• Compito 1: Indica se ciascuna delle seguenti affermazioni concorda con il testo su Somerset Maugham, rispondendo sì o no e citando alla lettera le parole del testo che lo stabiliscono: (a) Maugham trascorse a Firenze una parte della giovinezza; (b) la trama de "Il velo dipinto" gli fu suggerita da un personaggio; (c) il periodo d'oro di Maugham furono gli anni '30-'40 del secolo scorso.
• Compito 2: Prosegui il testo su Somerset Maugham, partendo subito dopo la sua ultima frase.

• Estratto della fonte:
L'atto simultaneo dell'immaginazione

William Somerset Maugham (1874-1965) è stato autore di grande successo. Il suo periodo d'oro furono gli anni '30-'40 del secolo scorso, ma ancora oggi i suoi romanzi vengono ristampati (in Italia, da Adelphi), e recentemente da "Il velo dipinto" è stata tratta una nuova riduzione cinematografica, dopo quella con Greta Garbo nei panni della moglie adultera.
La sua è una prosa da narratore di razza, di quelli che avendo visto il mondo e conosciuto l'umanità in situazioni estreme non perdono tempo a raccontare del proprio ombelico; a volte arricchita da humour inglese; spesso da un certo cinismo nel commentare le miserie umane; sempre da un certo distacco, lo stesso distacco del pittore che si allontana dal quadro che sta dipingendo per studiarlo nella giusta prospettiva. I suoi occasionali aforismi a commento di certe situazioni, che sembrano trinciati dalla poltrona di un club per soli uomini, lasciano supporre che si infischiasse della teoria del narratore nascosto. D'altronde, come ebbe a scrivere:

Ogni convenzione ha i suoi svantaggi. Che bisogna mascherare il più possibile - e quando mascherarli non si può, tanto vale ammetterli apertamente.

Spesso, Maugham introduce i suoi romanzi con un tono colloquiale e fascinoso che mescola riferimenti al testo, ricordi personali e considerazioni sulla vita e la letteratura. Ad esempio, scopriamo nella prefazione a "Il velo dipinto" che la trama del romanzo gli è stata suggerita, anni prima, dalla lettura dei versi di Dante su Pia de' Tolomei. Da qui, Maugham passa a ricordare i suoi giovanili giorni trascorsi a Firenze, la sua affittuaria, il gusto del Chianti, le circostanze in cui venne a conoscenza di quei versi e come e perché solo parecchi anni dopo quell'idea si fosse trasformata in romanzo. Dopo di che, riflette come tra sé che quello è stato il solo caso in cui una trama gli è stata suggerita da un intreccio piuttosto che da un personaggio. E qui arriviamo al punto.

• Voci fornite:

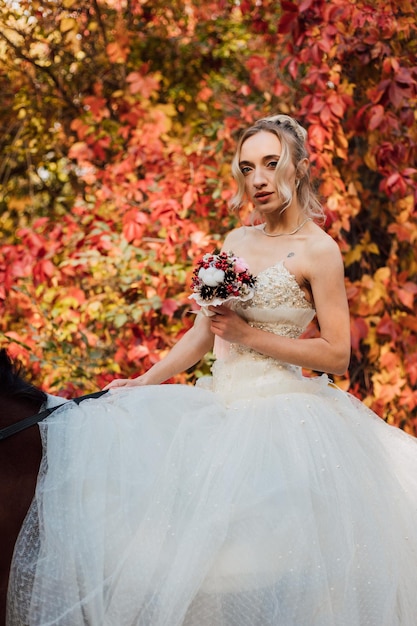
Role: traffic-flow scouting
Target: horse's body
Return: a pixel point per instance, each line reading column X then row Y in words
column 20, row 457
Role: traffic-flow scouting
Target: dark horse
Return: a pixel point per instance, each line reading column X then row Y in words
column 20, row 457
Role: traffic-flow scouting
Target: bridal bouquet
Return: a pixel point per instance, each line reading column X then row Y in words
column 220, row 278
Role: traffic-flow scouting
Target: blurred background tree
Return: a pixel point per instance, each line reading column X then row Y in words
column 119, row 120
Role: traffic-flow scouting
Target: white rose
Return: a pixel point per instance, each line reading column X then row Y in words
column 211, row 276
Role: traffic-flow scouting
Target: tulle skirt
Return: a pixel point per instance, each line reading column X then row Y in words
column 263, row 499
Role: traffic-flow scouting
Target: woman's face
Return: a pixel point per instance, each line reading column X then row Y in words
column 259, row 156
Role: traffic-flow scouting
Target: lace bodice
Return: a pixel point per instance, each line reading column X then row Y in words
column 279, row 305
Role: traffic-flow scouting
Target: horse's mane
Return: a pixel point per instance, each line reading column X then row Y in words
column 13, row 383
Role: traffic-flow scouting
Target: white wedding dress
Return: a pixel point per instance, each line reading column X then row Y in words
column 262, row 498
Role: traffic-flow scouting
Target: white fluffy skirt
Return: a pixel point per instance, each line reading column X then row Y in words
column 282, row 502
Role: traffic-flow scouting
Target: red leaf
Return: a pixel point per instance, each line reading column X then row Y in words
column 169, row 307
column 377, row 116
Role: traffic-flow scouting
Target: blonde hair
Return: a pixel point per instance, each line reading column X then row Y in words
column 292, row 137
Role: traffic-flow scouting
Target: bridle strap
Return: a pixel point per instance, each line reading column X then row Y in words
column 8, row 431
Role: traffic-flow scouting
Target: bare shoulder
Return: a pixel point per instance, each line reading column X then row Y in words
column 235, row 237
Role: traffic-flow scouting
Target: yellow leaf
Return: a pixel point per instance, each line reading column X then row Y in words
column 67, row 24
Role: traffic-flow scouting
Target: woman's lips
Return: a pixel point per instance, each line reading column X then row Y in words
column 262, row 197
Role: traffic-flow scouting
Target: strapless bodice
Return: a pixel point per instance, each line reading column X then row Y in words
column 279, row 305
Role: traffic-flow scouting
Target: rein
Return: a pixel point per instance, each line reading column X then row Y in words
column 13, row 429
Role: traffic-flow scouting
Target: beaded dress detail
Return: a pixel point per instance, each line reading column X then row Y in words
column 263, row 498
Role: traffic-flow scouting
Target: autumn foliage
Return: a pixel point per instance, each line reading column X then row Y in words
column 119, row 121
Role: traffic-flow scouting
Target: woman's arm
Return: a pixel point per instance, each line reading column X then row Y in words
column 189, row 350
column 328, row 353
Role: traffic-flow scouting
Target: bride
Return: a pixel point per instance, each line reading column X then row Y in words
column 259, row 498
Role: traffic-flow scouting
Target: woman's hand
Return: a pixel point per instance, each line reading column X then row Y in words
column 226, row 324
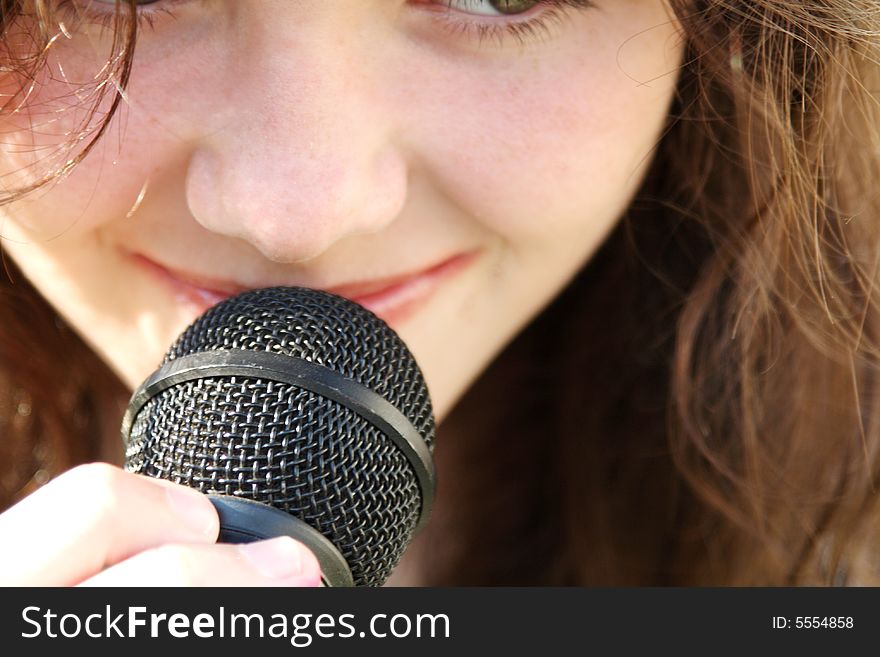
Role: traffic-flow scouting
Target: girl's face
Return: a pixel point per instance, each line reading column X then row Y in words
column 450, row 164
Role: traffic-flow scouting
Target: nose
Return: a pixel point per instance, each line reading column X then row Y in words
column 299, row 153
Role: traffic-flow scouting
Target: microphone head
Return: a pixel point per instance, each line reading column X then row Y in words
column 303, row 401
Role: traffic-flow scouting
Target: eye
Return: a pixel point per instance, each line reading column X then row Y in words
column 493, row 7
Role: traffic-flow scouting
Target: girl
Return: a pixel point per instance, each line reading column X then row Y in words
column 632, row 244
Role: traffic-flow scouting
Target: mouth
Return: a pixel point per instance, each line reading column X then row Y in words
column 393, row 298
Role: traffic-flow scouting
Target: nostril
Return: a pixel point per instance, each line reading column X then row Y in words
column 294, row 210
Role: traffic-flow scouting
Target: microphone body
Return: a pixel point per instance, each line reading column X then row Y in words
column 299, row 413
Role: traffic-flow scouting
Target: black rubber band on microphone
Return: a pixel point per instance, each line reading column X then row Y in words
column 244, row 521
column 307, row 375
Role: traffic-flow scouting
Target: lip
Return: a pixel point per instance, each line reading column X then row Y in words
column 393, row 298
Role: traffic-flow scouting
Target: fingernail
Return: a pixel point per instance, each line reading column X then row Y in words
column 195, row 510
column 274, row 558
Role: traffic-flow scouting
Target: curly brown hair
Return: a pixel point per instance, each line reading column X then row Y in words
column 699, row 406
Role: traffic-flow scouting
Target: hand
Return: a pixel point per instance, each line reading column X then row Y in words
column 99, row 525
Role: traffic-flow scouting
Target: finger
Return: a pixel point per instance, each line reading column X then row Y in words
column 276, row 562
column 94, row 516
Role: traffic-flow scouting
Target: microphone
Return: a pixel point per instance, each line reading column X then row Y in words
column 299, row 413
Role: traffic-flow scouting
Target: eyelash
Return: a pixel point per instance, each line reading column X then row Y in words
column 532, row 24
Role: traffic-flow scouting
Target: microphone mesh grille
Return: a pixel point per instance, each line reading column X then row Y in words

• Risposta 1:
(a) Sì: "i suoi giovanili giorni trascorsi a Firenze".
(b) No: "quello è stato il solo caso in cui una trama gli è stata suggerita da un intreccio piuttosto che da un personaggio".
(c) Sì: "Il suo periodo d'oro furono gli anni '30-'40 del secolo scorso".

• Risposta 2:
Uno degli argomenti più gettonati nelle scuole e nei manuali di scrittura creativa è questo: viene prima il personaggio o la storia? (come se la fantasia dovesse procedere come i sillogismi di Aristotele, dalle premesse alla conclusione...) Come al solito, in questo caotico blog ci si limita a proporre quel che ha dire sull'argomento questo o quello scrittore professionista. E sentire Maugham è sempre interessante, tanto che presto verrà riutilizzato (la sua prefazione a "Ashenden" è molto stimolante!).

Spiegare la relazione tra intreccio e personaggio è difficile. Certo non si può pensare a un personaggio nel vuoto; appena lo pensi, lo pensi in qualche situazione, occupato a fare qualcosa, sicché il personaggio e almeno le linee principali del suo agire sembrano essere il risultato di un atto simultaneo dell'immaginazione.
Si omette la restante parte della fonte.